[Start of Extracted data]
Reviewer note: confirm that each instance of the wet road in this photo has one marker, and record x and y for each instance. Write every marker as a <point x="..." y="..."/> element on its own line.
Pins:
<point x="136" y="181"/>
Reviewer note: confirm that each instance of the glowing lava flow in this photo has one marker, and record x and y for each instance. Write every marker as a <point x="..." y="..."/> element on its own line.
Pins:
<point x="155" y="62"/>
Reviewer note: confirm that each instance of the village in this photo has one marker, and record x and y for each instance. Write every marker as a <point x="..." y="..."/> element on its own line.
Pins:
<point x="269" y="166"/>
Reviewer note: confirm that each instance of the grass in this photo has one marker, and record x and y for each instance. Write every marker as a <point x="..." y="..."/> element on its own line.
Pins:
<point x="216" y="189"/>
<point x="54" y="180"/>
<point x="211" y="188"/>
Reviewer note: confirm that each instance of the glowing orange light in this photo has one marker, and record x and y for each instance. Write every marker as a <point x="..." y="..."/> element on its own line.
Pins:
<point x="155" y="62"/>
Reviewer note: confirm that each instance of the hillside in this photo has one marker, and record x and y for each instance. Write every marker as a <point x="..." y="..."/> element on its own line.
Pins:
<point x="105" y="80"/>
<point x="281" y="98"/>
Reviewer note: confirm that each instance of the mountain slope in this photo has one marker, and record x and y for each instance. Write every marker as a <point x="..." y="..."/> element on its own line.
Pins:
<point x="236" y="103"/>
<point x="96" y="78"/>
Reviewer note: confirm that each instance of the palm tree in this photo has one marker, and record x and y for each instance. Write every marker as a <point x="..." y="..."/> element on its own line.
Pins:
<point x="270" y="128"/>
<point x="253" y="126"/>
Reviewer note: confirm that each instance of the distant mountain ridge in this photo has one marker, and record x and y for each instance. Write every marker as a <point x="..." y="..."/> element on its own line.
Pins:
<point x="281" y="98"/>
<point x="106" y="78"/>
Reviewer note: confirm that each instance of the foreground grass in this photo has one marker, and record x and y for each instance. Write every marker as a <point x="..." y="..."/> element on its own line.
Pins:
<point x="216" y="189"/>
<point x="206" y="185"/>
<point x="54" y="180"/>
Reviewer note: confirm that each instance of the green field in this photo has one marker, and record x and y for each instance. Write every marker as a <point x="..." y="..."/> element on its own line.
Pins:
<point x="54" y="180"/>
[End of Extracted data]
» **Your objective**:
Repeat all of the records above exactly as written.

» **Expected answer**:
Reviewer note: confirm that each instance of the wet road in this photo has one marker, and record x and y for each instance. Write every marker as a <point x="..." y="..."/> element on its own line.
Pins:
<point x="136" y="181"/>
Reviewer note: confirm that each instance of the glowing lava flow in this photo has one marker, and record x and y for each instance. Write every marker as a <point x="..." y="..."/> element on its own line.
Pins:
<point x="155" y="62"/>
Reviewer note: confirm that each instance of the village in this photo has one marker, and record x and y for each instance. Write every marker as a <point x="..." y="..."/> element on its own line.
Pins:
<point x="269" y="166"/>
Reviewer note: confirm that each instance of the grass in this photo has one marker, and record x and y for each instance. Write every marker as a <point x="..." y="..."/> element on its own line.
Pins:
<point x="216" y="189"/>
<point x="54" y="180"/>
<point x="211" y="188"/>
Reviewer note: confirm that each instance of the glowing orange light in this photo has one marker, and record x and y for each instance. Write every marker as a <point x="..." y="..."/> element on its own line.
Pins:
<point x="155" y="62"/>
Reviewer note: confirm that each instance of the hillside in this photo has one marker, and record x and y for each instance. Write every marker as a <point x="..." y="..."/> element on its own line.
Pins:
<point x="105" y="80"/>
<point x="281" y="98"/>
Reviewer note: confirm that each instance of the mountain slope in this photo has one marker, and record x and y for each instance. Write every marker as a <point x="..." y="..."/> element on its own line.
Pins:
<point x="236" y="103"/>
<point x="96" y="78"/>
Reviewer note: confirm that each instance of the palm tree in this photo has one marker, and record x and y for each instance. Write every marker as a <point x="..." y="..."/> element on its own line.
Pins:
<point x="270" y="128"/>
<point x="253" y="126"/>
Reviewer note: confirm that each instance of the distant mountain ridge in this photo has one marker, and record x and y for each instance. Write every marker as a <point x="..." y="..."/> element on its own line.
Pins:
<point x="281" y="98"/>
<point x="106" y="78"/>
Reviewer note: confirm that each instance of the foreground grass in this photo has one marker, and record x and y for each instance. Write every marker as a <point x="..." y="..."/> element on its own line.
Pins:
<point x="216" y="189"/>
<point x="206" y="185"/>
<point x="54" y="180"/>
Reviewer note: confirm that each instance of the green field in this photo has one marker, and record x and y for each instance. Write every marker as a <point x="..." y="..."/> element on its own line.
Pins:
<point x="54" y="180"/>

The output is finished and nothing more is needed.